Texte à lire:

┌────────

La responsabilité, dans les états morbides, se mesure comme dans l’état normal par la coordination des phénomènes. Plus cette coordination est forte, plus la responsabilité est grande ; plus cette coordination est faible, plus la responsabilité l’est aussi. Je pense donc qu’il n’y a pas de règle générale pour fixer la nature de la responsabilité dans l’état morbide, dans tel ou tel genre de folie. C’est une affaire à examiner pour chaque cas en particulier : la conclusion sera dictée par les résultats de l’enquête faite sur l’état psychique de l’individu, et aussi, bien entendu, sur son état sanitaire, ses conditions d’existence, son hérédité, en tant que ces diverses conditions peuvent influer sur son état psychique. Et une réflexion qui se présente forcément à ce sujet, c’est que l’examen de l’état mental de l’inculpé serait autant de la spécialité du psychologue que de celle du médecin, si la psychologie était plus avancée comme science positive.

└────────

Extraits des items:
┌────────

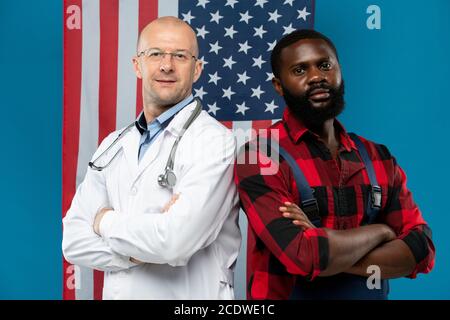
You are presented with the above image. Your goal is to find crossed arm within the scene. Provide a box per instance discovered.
[280,202,416,279]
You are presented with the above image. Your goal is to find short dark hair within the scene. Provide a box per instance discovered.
[270,29,339,78]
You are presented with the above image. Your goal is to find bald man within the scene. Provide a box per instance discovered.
[62,17,241,299]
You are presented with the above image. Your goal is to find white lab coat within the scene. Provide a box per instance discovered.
[62,102,241,299]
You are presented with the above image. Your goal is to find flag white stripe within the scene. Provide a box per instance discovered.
[158,0,178,17]
[116,0,139,129]
[75,0,100,300]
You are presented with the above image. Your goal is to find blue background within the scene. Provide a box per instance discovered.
[0,0,450,299]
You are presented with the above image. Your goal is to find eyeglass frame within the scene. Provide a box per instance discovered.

└────────

Exercice:
Recopiez en entier le texte sur la responsabilité dans les états morbides, sans y changer un mot.

Réponse:
La responsabilité, dans les états morbides, se mesure comme dans l’état normal par la coordination des phénomènes. Plus cette coordination est forte, plus la responsabilité est grande ; plus cette coordination est faible, plus la responsabilité l’est aussi. Je pense donc qu’il n’y a pas de règle générale pour fixer la nature de la responsabilité dans l’état morbide, dans tel ou tel genre de folie. C’est une affaire à examiner pour chaque cas en particulier : la conclusion sera dictée par les résultats de l’enquête faite sur l’état psychique de l’individu, et aussi, bien entendu, sur son état sanitaire, ses conditions d’existence, son hérédité, en tant que ces diverses conditions peuvent influer sur son état psychique. Et une réflexion qui se présente forcément à ce sujet, c’est que l’examen de l’état mental de l’inculpé serait autant de la spécialité du psychologue que de celle du médecin, si la psychologie était plus avancée comme science positive.